* **WRITTEN REQUEST**
Quote exactly the lines running from the line with "stainless steel refrigerator" to the end of the entries, including both, and nothing else.

* **EXCERPTED RECORDS**
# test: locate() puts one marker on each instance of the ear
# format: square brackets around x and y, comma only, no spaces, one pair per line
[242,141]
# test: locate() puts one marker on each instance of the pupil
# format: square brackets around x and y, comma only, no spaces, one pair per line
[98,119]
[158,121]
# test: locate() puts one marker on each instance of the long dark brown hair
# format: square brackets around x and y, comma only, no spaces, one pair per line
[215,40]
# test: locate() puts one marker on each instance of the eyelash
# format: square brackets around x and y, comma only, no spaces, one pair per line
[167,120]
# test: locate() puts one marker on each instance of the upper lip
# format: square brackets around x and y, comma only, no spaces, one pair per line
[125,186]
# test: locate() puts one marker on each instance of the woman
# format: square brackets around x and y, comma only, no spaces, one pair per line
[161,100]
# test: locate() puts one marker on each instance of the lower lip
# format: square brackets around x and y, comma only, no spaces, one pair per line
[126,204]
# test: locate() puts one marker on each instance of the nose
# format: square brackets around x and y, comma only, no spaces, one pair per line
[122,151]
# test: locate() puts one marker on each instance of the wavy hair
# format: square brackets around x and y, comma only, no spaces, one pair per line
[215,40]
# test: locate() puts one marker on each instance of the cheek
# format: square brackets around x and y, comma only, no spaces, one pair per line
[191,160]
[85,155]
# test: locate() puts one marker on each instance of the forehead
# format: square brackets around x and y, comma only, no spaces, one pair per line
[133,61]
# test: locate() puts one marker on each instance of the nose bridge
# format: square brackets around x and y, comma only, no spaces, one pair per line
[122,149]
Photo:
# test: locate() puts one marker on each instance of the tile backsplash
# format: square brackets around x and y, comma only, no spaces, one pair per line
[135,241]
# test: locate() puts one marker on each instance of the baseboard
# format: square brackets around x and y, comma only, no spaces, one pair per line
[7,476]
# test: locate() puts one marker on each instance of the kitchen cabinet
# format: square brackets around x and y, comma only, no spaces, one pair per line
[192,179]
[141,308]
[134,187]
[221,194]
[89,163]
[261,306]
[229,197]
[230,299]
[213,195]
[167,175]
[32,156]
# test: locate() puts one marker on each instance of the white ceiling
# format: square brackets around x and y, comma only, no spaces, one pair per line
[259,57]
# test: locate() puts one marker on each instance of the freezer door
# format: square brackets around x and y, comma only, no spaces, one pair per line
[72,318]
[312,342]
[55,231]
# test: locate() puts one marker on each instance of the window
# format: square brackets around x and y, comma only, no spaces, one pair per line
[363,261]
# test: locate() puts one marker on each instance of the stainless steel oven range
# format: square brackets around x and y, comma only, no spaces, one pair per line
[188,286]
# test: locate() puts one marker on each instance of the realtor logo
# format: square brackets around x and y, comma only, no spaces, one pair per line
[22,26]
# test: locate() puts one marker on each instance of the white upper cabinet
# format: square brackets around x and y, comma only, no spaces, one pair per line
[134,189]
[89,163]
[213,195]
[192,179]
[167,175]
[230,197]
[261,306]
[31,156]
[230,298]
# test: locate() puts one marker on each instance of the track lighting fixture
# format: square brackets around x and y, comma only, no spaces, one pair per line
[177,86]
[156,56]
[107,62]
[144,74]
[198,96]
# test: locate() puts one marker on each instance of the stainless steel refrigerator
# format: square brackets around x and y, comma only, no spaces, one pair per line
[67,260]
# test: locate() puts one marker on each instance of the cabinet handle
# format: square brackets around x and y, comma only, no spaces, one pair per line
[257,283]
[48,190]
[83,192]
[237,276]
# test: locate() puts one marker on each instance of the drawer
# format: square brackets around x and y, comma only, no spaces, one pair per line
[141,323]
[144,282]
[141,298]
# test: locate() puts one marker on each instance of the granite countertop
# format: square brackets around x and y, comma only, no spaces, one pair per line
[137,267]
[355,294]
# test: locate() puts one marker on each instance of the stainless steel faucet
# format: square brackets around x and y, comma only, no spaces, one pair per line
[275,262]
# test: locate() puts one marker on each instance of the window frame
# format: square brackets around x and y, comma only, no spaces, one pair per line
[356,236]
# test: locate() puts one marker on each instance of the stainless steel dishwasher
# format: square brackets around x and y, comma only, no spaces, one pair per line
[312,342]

* **ANSWER FOR THIS EXERCISE**
# test: locate() puts one marker on each instance of the stainless steel refrigerator
# format: square brackets around x and y, comma only, no spaces, one pair per line
[67,260]
# test: locate() puts one marker on each instance of the cabinet handle
# format: square brackets around x and y, comma only, no spaces, one pair per line
[257,283]
[48,190]
[83,192]
[237,276]
# test: locate() puts one marker on each instance of the drawer
# format: square brackets around x and y, comma only, no spaces, one pair per line
[141,323]
[144,282]
[141,298]
# test: locate() puts one marker on each instance of the granite countertop
# format: square brackets around x and y, comma only, no spaces, one pair per line
[137,267]
[355,294]
# test: locate() puts one marker on each instance of the stainless steel faucet
# format: square brackets around x and y, comma only, no spaces, one pair per line
[275,262]
# test: locate() puts one marker on each instance of the window frame
# format: square brackets around x and y, comma only, no spaces, one pair per line
[356,236]
# test: locate() puts one marker on each instance of the stainless steel dishwasher
# format: square brackets around x and y, comma only, no spaces, one pair per line
[312,342]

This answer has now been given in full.